[CONSIGNE A]: D'après le document sur le jeu Jusant, qui a composé la bande originale ?

[DOCUMENT]:
+-------+
Des extérieurs et des panoramas d’une beauté vertigineuse, des grottes aux lumières et aux couleurs resplendissantes, des troglodytes inhabités, Jusant propose une expérience visuelle à couper le souffle, jouant, tantôt, sur la verticalité, tantôt sur l’horizontalité des quelques « villages » abandonnés. Si son style graphique révèle une certaine simplicité, l’Unreal Engine 5 est malgré tout ici maitrisé, de par une direction artistique, quant à elle, d’une incroyable efficacité pour nous faire voyager dans son univers. Un voyage contemplatif fort d’une identité visuelle fabuleuse, de par les jeux de lumières sans oublier ses couleurs flamboyantes.
Mais si Jusant sait jouir de nombreuses forces, impossible d’en parler sans évoquer sa somptueuse bande originale. A l’image du reste du jeu, derrière ses musiques, composées par Guillaume Ferran, se cache une véritable narration musicale dont l’ascenseur émotionnel est au rendez-vous. De ses mélodies jouées au piano, à ses percussions rythmées, en passant par les douces cordes d’un violon, Jusant est un joyau auditif tant les différentes émotions y sont brillamment retranscrites. L’espoir, le désespoir, l’éternelle solitude qui nous accompagne tout au long de notre périple, et je n’en cite que quelques uns. Au delà d’un message visuellement marquant, nul besoin de regarder une scène pour comprendre ce qu’il se passe à l’écran. Au point où à la fin de mes 2 runs, les larmes se sont mises à couler par la beauté de l’instrumentalisation des mélodies.
+-------+
[ENREGISTREMENTS DE DONNÉES]:
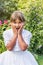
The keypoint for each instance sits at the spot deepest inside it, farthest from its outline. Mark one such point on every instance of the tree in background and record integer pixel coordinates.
(33, 12)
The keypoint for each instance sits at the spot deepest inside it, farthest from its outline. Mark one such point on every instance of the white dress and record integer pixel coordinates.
(17, 56)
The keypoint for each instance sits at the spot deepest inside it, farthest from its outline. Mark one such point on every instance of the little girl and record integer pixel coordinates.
(17, 41)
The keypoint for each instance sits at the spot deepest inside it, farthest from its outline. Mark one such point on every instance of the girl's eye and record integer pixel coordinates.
(14, 22)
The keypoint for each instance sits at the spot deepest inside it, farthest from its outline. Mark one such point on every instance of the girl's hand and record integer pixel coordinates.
(20, 29)
(14, 28)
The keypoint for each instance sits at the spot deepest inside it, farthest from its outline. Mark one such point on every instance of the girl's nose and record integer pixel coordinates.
(17, 25)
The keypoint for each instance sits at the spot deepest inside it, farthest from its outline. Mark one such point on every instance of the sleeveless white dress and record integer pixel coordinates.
(17, 56)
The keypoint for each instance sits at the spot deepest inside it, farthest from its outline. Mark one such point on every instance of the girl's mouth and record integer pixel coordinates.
(17, 28)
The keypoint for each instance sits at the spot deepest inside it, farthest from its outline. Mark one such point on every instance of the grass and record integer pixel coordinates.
(39, 59)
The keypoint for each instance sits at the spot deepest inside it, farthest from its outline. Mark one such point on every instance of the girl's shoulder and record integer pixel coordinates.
(6, 32)
(26, 32)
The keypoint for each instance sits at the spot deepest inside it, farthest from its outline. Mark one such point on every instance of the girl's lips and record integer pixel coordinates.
(17, 28)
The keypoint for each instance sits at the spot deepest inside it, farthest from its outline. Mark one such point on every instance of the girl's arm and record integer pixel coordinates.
(11, 43)
(22, 43)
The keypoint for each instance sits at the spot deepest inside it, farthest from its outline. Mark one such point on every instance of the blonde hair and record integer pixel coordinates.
(17, 15)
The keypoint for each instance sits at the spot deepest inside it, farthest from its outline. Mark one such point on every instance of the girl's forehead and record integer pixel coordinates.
(17, 21)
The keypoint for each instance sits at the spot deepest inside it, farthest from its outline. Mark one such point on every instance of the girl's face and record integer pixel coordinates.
(18, 23)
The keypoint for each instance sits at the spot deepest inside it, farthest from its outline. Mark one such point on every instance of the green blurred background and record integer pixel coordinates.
(33, 13)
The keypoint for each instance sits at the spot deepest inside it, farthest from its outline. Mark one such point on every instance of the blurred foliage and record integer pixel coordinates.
(33, 13)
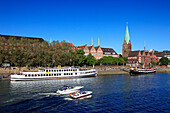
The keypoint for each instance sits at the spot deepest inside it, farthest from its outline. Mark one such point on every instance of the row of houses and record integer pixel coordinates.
(98, 52)
(30, 44)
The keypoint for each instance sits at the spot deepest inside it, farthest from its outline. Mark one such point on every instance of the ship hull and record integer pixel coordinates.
(23, 78)
(137, 72)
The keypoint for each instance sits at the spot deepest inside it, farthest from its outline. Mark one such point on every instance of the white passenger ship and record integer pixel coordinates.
(54, 74)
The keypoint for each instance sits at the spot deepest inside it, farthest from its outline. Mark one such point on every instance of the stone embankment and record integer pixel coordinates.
(5, 72)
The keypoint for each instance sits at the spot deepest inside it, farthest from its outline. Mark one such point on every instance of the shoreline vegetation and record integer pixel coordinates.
(102, 70)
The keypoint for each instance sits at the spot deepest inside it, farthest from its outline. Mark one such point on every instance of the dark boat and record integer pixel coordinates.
(137, 70)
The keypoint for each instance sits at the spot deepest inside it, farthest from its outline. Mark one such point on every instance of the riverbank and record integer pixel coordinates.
(102, 70)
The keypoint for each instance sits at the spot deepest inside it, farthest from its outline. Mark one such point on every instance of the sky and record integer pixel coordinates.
(78, 21)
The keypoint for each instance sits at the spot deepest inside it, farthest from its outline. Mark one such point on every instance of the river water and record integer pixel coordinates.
(111, 93)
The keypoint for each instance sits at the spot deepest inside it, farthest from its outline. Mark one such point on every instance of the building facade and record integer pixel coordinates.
(127, 46)
(24, 44)
(162, 54)
(95, 51)
(137, 57)
(109, 52)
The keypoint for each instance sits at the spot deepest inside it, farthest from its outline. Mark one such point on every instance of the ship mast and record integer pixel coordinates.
(145, 54)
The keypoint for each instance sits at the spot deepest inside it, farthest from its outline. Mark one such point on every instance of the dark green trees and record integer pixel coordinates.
(164, 61)
(90, 60)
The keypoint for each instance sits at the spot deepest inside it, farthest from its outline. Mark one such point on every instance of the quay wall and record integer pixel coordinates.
(5, 72)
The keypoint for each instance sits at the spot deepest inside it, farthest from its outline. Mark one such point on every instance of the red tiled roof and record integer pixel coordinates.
(70, 44)
(133, 53)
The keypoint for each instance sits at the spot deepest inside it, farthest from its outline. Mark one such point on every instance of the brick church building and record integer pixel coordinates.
(136, 57)
(127, 46)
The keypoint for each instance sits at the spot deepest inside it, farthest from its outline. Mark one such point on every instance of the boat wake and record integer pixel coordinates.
(48, 94)
(87, 97)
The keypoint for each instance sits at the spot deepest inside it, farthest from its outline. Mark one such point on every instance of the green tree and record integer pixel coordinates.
(90, 60)
(164, 61)
(80, 57)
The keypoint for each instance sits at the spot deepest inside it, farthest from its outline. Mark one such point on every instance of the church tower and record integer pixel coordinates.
(126, 47)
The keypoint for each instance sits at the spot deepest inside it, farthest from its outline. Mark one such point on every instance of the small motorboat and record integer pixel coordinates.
(81, 94)
(68, 90)
(137, 70)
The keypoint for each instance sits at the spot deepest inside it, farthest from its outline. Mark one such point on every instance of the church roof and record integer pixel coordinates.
(133, 53)
(127, 37)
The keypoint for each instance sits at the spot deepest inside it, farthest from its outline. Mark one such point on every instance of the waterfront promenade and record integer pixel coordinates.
(102, 70)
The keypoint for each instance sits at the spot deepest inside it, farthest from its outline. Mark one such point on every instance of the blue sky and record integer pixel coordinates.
(77, 21)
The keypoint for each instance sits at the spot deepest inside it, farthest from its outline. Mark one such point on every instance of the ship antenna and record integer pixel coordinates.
(144, 45)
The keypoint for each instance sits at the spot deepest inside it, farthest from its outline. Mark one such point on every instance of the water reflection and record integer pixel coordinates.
(111, 93)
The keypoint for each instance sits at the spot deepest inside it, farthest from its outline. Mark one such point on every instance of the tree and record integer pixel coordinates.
(164, 61)
(90, 60)
(80, 58)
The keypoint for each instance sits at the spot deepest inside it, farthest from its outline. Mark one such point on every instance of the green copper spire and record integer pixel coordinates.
(91, 41)
(98, 44)
(50, 40)
(127, 37)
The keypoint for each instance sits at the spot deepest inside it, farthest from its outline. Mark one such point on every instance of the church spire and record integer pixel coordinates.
(127, 37)
(91, 41)
(98, 43)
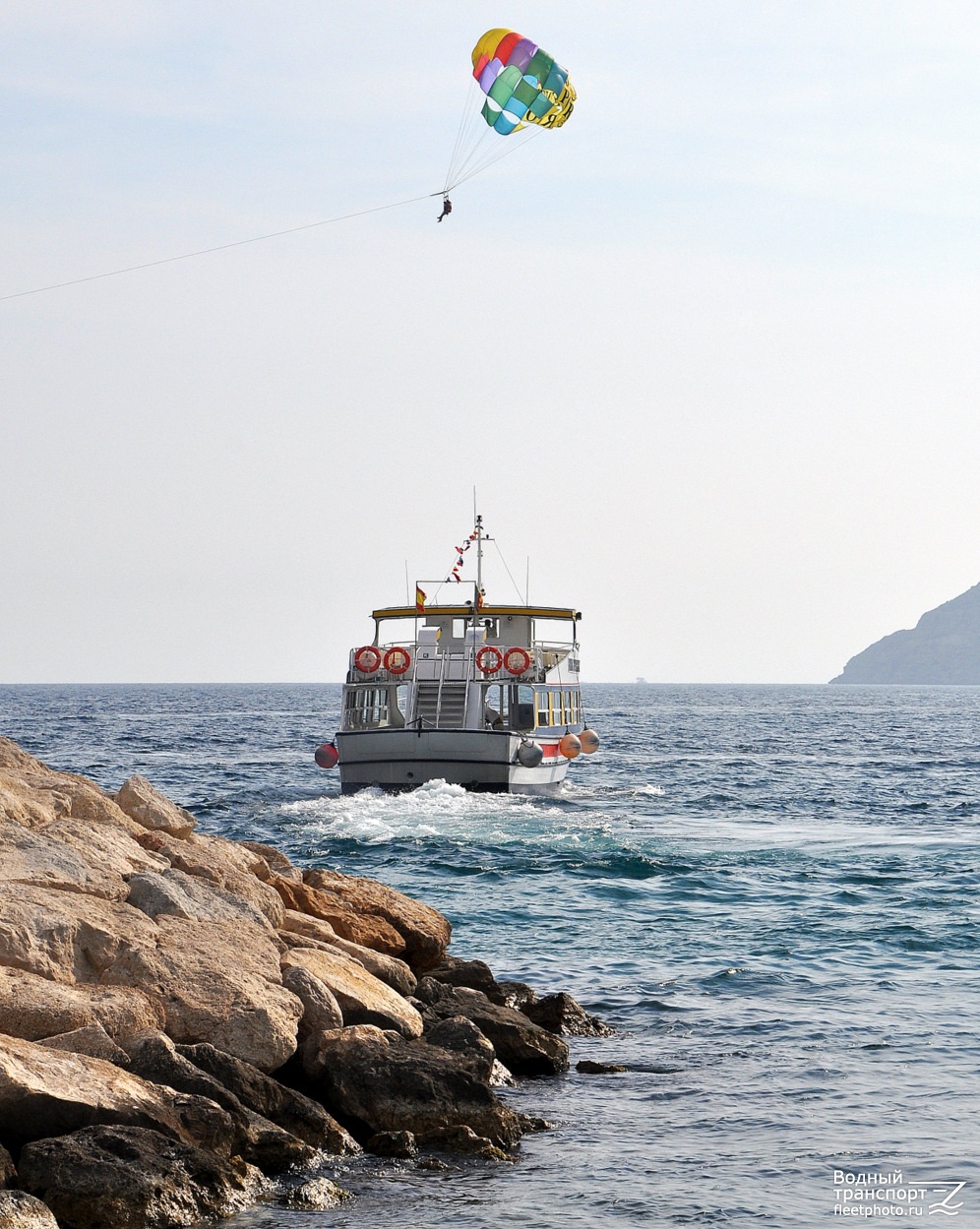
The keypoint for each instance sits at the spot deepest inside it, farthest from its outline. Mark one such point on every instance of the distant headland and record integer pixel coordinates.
(942, 647)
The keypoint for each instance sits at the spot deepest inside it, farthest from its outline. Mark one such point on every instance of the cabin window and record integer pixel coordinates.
(521, 699)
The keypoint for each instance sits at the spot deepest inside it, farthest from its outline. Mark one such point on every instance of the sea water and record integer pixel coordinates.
(768, 892)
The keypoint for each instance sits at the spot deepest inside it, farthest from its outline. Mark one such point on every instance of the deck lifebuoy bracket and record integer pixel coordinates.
(367, 659)
(398, 660)
(517, 661)
(488, 660)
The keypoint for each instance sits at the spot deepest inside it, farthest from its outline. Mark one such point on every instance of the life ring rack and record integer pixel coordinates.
(367, 659)
(488, 660)
(398, 660)
(517, 661)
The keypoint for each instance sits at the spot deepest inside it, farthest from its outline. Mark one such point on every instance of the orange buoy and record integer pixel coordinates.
(570, 746)
(367, 659)
(398, 660)
(517, 661)
(589, 740)
(488, 660)
(326, 755)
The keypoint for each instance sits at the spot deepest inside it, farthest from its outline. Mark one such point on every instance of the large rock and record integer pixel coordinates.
(216, 981)
(320, 1008)
(367, 929)
(260, 1140)
(219, 982)
(390, 970)
(124, 1178)
(68, 937)
(375, 1080)
(6, 1168)
(152, 809)
(33, 1007)
(31, 857)
(301, 1116)
(522, 1047)
(92, 1040)
(221, 863)
(424, 929)
(49, 1092)
(942, 647)
(363, 998)
(188, 896)
(23, 1210)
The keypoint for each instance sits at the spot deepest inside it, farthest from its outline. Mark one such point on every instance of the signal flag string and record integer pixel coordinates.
(220, 247)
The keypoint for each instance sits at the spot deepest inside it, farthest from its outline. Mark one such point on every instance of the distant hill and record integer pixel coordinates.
(942, 647)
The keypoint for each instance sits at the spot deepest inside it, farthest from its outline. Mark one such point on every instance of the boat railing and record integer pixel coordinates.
(460, 665)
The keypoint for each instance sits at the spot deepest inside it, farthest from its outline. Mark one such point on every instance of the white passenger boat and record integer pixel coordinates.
(468, 692)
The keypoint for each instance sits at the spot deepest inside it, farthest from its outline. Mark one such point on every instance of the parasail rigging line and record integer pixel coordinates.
(219, 247)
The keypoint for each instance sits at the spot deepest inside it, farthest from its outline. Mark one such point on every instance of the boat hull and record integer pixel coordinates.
(398, 760)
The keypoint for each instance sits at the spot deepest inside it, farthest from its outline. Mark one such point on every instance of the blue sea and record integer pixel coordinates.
(768, 892)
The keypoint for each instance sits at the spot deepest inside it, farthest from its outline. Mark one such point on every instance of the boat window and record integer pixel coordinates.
(521, 700)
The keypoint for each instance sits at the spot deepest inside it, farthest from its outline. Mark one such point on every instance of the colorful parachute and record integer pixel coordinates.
(522, 84)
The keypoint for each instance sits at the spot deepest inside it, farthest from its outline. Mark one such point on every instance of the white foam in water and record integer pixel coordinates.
(443, 810)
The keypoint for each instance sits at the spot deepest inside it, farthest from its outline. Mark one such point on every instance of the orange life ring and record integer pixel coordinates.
(521, 655)
(398, 660)
(367, 659)
(488, 660)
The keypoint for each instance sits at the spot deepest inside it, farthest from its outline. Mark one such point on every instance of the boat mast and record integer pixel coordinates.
(480, 554)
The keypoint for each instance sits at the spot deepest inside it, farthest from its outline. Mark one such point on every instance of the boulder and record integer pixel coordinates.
(49, 1092)
(272, 860)
(375, 1080)
(68, 937)
(153, 810)
(363, 998)
(318, 1195)
(290, 1110)
(259, 1140)
(320, 1008)
(424, 931)
(92, 1040)
(522, 1047)
(134, 1179)
(462, 1037)
(216, 981)
(23, 1210)
(219, 982)
(188, 896)
(388, 968)
(30, 855)
(222, 863)
(6, 1168)
(561, 1013)
(367, 929)
(32, 1008)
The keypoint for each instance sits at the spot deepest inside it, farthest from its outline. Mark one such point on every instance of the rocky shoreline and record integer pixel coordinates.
(190, 1025)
+-------+
[CONSIGNE B]: Reproduisez à l'identique les lignes des enregistrements, en commençant par celle qui contient « boulder and record integer pixel coordinates. » et en terminant par celle qui contient « (259, 1140) ».

[SOLUTION COMPLÈTE A]: Guillaume Ferran.

[SOLUTION COMPLÈTE B]:
The keypoint for each instance sits at the spot deepest inside it, farthest from its outline. Mark one such point on every instance of the boulder and record integer pixel coordinates.
(49, 1092)
(272, 860)
(375, 1080)
(68, 937)
(153, 810)
(363, 998)
(318, 1195)
(290, 1110)
(259, 1140)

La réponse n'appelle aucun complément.